Required tasks ->
1 > In the passage on Canadian foreign policy, what are the two major elements of Canadian foreign relations?
2 > Write the next few sentences of the passage on Canadian foreign policy, starting after its last sentence.

Extract section start

Canada has often carried out its foreign policy through coalitions and international organizations, and through the work of numerous federal institutions. Under the aegis of Canadian foreign policy, various departments and agencies conduct their own international relations and outreach activities. For example, the Canadian Forces and the Department of National Defence conduct defence diplomacy in support of national interests, including through the deployment of Canadian Defence Attachés, participation in bilateral and multilateral military forums (e.g., the System of Cooperation Among the American Air Forces), ship and aircraft visits, military training and cooperation, and other such outreach and relationship-building efforts.

There are two major elements of Canadian foreign relations, Canada-US relations and multilateralism.

Greg Donaghy, of Canada's Department of Foreign Affairs, argues:
Since taking power in 2006, Prime Minister Harper's government has clearly abandoned the liberal internationalism that had so often characterized Ottawa's approach to world affairs, replacing it with a new emphasis on realist notions of national interest, enhanced capabilities, and Western democratic values.

Extract section end
Material provided section start

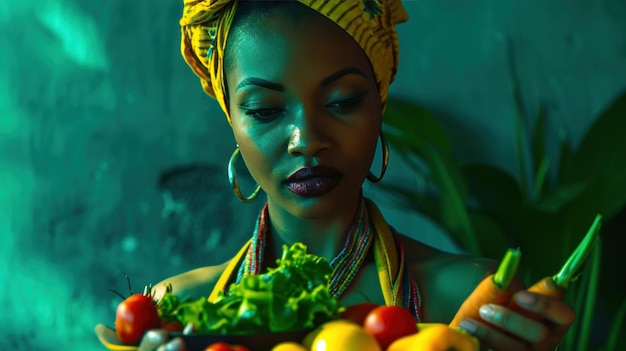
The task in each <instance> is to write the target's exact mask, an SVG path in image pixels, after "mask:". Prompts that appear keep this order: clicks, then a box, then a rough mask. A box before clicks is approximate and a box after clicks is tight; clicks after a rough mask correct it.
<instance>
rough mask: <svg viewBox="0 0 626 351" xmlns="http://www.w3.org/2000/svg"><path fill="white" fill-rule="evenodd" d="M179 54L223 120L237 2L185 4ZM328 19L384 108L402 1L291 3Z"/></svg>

Material provided section end

Responses per task ->
1 > Canada-US relations and multilateralism.

2 >
In August of 2022, a six-part documentary series titled, Truth to the Powerless: An Investigation into Canada's Foreign Policy, was released online to the general public to watch for free. The docuseries explored the role that Canada's foreign policy has played in the international arena and the docuseries features interviews with numerous Canadian politicians, academics, diplomats, and activists. 

Canada's international relations are the responsibility of the Department of Global Affairs, which is run by the Minister of Foreign Affairs, a position currently held by François-Philippe Champagne.  Traditionally the Prime Minister has played a prominent role in foreign affairs decisions.  Foreign aid, formerly delivered through the Canadian International Development Agency, has been administered by DFATD since March 2013.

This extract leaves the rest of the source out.